Agustus 19, 2010

TRADISI Menanti Bulan Sabit di Ulakan

Ribuan orang, Kamis (12/8), bersiap ibadah shalat magrib setelah terbenamnya matahari di Pantai Ulakan, Kabupaten Padang Pariaman, Sumatera Barat. Ribuan jemaah tarekat Syattariyah pada sore itu melakukan rukyat dengan mata telanjang untuk menentukan awal bulan suci Ramadhan.
 
Sudah sejak pukul 16.00 Labai Kanan (57) berada di Pantai Ulakan, Kabupaten Padang Pariaman, Sumatera Barat. Hari itu, Kamis (12/8), bersama ribuan orang lainnya dari berbagai daerah, Kanan berkumpul untuk menunggu terbitnya bulan di ufuk barat setelah tenggelamnya matahari di arah yang sama.
▬▬▬
→ **Petunjuk Tugas**
1. Menurut teks bacaan, sejak pukul berapa Labai Kanan sudah berada di Pantai Ulakan?
2. Tentukan apakah setiap pernyataan berikut sesuai dengan teks bacaan. Jawab ya atau tidak, lalu kutip kata-kata teks yang menjadi dasarnya.
(a) Rukyat dilakukan oleh jemaah tarekat Syattariyah dengan mata telanjang.
(b) Pantai Ulakan berada di Kabupaten Padang Pariaman, Sumatera Barat.
(c) Orang-orang di pantai itu menunggu terbitnya bulan di ufuk timur.
3. Dalam teks bacaan, kalimat yang diawali "Ribuan orang, Kamis (12/8)" menyebut beberapa nama tempat. Sebutkan semuanya.
Jawablah hanya berdasarkan teks bacaan.
▬▬▬
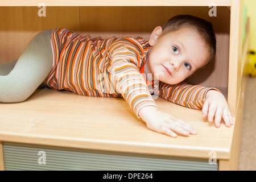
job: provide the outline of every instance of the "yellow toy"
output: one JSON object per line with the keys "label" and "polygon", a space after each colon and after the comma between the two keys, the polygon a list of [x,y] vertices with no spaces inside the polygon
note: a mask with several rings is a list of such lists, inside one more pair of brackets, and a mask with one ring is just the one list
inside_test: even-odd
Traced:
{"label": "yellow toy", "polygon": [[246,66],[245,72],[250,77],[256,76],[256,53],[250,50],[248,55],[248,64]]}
▬▬▬
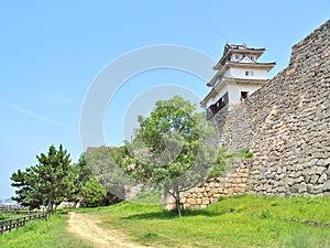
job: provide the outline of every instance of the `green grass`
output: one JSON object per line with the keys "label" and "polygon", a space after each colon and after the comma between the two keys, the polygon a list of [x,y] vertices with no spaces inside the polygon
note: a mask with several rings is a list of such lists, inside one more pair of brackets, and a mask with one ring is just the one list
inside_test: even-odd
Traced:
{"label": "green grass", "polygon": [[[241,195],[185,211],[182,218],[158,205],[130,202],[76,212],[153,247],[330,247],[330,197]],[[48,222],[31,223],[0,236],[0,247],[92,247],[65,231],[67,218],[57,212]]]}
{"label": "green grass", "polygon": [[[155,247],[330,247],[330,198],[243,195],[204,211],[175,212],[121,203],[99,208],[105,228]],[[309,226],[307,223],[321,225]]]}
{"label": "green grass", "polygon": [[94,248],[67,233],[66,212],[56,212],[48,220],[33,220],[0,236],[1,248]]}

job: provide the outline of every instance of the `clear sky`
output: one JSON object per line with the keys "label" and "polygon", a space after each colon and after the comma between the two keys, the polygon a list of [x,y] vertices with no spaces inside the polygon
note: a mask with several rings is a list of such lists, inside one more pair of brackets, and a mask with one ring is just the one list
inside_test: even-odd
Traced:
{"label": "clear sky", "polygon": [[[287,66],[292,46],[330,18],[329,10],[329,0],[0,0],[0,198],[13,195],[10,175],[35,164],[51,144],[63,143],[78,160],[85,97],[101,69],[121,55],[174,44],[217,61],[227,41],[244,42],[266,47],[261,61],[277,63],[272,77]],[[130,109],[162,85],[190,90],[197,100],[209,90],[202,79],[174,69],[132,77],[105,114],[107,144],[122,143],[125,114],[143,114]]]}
▬▬▬
→ **Jawaban Tiap Tugas**
1. Sejak pukul 16.00.

2.
(a) Ya: "Ribuan jemaah tarekat Syattariyah pada sore itu melakukan rukyat dengan mata telanjang"
(b) Ya: "di Pantai Ulakan, Kabupaten Padang Pariaman, Sumatera Barat"
(c) Tidak: "menunggu terbitnya bulan di ufuk barat"

3. Pantai Ulakan, Kabupaten Padang Pariaman, Sumatera Barat.